**Prompt**
Find every line in the items that contains the word "white" and copy each of those lines.

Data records

►

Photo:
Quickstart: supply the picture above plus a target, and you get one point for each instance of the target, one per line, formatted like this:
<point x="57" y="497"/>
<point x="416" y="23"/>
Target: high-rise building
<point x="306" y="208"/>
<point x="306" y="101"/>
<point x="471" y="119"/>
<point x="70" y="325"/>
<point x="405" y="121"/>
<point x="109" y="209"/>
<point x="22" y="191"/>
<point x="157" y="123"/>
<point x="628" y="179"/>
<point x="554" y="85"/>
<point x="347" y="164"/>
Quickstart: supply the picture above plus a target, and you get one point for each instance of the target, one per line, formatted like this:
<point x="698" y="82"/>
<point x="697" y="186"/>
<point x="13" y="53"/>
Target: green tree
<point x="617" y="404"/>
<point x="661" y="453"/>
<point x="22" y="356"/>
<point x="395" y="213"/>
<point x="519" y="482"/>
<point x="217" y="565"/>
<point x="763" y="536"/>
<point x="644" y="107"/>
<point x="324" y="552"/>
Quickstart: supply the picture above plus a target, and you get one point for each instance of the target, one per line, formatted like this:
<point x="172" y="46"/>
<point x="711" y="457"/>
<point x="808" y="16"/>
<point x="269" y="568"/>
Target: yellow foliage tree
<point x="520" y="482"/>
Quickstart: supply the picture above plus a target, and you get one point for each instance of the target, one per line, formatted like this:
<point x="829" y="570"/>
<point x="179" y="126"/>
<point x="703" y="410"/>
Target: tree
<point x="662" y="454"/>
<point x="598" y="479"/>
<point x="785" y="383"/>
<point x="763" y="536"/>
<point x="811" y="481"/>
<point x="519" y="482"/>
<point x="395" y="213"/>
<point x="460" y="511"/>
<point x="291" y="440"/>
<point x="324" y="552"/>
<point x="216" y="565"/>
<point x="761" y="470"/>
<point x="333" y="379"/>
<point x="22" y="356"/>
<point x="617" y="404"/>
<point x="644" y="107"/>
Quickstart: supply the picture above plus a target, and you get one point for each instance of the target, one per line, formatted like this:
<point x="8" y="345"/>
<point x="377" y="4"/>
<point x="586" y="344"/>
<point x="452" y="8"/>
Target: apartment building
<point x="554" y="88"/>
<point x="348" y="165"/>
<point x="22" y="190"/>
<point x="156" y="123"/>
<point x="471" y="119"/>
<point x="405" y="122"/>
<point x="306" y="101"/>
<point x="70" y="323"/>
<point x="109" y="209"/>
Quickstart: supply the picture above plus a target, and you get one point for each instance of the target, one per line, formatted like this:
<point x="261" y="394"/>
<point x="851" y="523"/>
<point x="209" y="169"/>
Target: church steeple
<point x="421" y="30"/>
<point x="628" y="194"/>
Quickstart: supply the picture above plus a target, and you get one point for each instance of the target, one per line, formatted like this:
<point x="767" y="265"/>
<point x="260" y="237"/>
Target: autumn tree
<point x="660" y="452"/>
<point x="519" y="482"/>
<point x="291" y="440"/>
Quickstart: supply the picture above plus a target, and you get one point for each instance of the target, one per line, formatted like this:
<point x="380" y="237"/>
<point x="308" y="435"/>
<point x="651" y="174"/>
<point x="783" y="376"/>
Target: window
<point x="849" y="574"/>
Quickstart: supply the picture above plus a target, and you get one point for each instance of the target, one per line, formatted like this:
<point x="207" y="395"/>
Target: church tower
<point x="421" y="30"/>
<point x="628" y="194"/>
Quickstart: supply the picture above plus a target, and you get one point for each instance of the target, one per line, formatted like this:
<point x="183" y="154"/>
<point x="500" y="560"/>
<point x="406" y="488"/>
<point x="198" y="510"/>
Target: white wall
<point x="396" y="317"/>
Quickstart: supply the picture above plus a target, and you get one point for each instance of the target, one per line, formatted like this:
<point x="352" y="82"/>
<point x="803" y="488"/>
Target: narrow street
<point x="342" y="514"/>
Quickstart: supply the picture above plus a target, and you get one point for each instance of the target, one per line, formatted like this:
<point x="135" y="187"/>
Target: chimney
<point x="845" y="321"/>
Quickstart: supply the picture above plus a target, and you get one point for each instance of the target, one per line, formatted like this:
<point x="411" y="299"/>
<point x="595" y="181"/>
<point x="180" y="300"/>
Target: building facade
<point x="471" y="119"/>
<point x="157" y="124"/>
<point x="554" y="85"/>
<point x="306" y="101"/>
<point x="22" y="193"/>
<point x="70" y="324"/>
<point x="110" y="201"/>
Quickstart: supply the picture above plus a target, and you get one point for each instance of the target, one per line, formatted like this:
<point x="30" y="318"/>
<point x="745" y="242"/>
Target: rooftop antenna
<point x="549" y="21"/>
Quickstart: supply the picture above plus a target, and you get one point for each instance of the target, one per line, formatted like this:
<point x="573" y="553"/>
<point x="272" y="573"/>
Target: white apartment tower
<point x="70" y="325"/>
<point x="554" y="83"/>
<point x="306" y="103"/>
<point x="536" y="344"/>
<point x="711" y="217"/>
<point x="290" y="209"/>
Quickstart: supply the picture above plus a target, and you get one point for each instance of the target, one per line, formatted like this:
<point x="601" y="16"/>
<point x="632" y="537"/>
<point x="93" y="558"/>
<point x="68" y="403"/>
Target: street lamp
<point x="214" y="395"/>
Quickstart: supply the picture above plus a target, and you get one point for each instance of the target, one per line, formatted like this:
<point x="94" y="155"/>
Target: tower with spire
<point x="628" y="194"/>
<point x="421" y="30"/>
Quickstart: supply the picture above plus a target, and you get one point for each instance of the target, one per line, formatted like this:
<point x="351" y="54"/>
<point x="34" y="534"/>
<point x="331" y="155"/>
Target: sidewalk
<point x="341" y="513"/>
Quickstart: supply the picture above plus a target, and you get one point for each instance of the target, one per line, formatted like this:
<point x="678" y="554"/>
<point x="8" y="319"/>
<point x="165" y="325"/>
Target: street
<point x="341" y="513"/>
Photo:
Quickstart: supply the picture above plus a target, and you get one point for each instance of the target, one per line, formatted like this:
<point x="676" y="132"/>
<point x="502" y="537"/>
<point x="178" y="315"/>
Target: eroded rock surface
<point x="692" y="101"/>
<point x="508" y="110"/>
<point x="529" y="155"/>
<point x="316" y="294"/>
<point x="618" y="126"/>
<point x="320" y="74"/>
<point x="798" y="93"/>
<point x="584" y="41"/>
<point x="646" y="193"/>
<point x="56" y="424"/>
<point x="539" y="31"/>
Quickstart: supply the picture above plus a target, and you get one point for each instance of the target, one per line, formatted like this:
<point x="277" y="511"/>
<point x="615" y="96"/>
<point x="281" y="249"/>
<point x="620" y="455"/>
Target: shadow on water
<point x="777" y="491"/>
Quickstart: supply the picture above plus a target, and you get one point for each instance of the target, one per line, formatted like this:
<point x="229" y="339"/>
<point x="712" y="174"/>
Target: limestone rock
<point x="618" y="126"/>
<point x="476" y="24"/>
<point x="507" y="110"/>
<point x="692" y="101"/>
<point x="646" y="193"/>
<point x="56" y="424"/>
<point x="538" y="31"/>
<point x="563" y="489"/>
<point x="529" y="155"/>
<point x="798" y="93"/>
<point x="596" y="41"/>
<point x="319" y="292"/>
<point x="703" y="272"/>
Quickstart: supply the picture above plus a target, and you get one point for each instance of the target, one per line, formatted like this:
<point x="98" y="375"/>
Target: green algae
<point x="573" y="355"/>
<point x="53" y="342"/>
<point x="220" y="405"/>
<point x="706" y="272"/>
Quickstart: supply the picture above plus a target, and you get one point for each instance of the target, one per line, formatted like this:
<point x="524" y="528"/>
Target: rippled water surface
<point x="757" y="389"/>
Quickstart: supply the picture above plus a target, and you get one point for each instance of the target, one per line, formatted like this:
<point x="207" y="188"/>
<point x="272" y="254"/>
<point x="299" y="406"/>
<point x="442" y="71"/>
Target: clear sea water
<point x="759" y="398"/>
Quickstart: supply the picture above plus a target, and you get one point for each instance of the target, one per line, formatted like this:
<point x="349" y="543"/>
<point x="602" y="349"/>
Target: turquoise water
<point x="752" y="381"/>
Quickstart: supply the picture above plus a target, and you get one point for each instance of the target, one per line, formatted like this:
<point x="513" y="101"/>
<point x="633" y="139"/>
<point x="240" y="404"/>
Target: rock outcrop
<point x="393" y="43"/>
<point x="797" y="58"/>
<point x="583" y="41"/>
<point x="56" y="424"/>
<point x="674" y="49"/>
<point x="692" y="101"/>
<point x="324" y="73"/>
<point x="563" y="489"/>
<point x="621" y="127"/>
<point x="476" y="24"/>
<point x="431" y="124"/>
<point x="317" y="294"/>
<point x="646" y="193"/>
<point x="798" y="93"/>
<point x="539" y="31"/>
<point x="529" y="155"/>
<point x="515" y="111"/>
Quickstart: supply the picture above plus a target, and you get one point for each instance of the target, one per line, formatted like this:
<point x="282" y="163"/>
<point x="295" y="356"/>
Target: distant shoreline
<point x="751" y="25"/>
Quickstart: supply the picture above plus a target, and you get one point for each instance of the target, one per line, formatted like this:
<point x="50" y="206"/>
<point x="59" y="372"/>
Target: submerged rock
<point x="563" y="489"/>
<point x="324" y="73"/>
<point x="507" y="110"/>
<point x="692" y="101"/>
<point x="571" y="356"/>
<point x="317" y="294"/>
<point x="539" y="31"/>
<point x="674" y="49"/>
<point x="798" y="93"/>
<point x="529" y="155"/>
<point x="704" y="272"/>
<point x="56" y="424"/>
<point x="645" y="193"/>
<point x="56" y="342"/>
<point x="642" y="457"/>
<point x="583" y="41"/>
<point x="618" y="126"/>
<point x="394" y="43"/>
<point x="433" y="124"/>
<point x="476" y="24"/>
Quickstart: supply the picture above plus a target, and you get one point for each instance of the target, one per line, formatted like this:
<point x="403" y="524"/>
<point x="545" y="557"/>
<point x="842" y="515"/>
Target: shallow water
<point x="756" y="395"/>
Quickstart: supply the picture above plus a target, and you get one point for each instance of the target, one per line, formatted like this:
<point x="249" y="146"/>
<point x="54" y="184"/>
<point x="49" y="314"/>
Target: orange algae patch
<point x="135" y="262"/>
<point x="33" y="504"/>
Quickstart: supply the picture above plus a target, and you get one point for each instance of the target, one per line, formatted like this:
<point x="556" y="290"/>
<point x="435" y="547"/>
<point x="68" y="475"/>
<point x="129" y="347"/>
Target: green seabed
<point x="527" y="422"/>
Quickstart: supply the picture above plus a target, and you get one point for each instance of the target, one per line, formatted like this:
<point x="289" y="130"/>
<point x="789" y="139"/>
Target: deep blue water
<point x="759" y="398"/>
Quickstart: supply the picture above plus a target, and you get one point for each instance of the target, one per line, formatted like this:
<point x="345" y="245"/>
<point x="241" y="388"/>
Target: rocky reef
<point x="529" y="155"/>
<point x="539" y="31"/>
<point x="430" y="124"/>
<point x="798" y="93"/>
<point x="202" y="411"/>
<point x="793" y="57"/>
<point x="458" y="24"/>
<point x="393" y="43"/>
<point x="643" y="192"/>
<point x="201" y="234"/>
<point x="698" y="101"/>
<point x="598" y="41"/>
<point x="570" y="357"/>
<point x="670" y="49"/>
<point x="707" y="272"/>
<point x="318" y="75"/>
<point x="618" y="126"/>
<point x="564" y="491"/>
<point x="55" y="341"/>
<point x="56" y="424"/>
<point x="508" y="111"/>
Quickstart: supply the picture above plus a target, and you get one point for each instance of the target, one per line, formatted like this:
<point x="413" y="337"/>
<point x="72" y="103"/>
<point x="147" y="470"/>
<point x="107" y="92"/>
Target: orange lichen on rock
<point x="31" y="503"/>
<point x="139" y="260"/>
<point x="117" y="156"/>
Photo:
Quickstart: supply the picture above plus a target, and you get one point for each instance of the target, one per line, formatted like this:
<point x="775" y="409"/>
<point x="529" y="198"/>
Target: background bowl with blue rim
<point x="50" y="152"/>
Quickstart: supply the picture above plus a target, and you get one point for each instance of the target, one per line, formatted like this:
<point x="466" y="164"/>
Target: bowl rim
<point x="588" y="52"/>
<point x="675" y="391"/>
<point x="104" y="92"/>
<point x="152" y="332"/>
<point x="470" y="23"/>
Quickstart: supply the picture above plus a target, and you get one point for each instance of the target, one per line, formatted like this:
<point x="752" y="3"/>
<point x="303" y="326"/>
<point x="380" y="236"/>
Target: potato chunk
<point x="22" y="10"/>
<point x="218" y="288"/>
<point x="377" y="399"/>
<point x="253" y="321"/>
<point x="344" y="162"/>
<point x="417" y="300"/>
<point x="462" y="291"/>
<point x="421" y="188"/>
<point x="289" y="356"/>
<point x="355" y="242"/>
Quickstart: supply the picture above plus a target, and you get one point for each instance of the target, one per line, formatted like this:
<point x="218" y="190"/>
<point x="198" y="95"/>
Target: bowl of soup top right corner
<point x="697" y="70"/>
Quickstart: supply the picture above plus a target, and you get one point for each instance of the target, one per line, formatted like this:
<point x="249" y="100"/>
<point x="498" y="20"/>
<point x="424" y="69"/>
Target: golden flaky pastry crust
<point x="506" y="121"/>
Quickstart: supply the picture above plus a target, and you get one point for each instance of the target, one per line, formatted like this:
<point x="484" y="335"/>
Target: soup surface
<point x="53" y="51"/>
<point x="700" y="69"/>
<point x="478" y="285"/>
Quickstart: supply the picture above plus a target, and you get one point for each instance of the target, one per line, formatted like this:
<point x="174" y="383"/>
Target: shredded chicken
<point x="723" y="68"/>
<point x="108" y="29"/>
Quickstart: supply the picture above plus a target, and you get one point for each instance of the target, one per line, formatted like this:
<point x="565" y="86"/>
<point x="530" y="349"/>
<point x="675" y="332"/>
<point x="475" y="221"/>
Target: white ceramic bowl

◄

**Full solution**
Target: white wall
Target: white apartment tower
Target: white ceramic bowl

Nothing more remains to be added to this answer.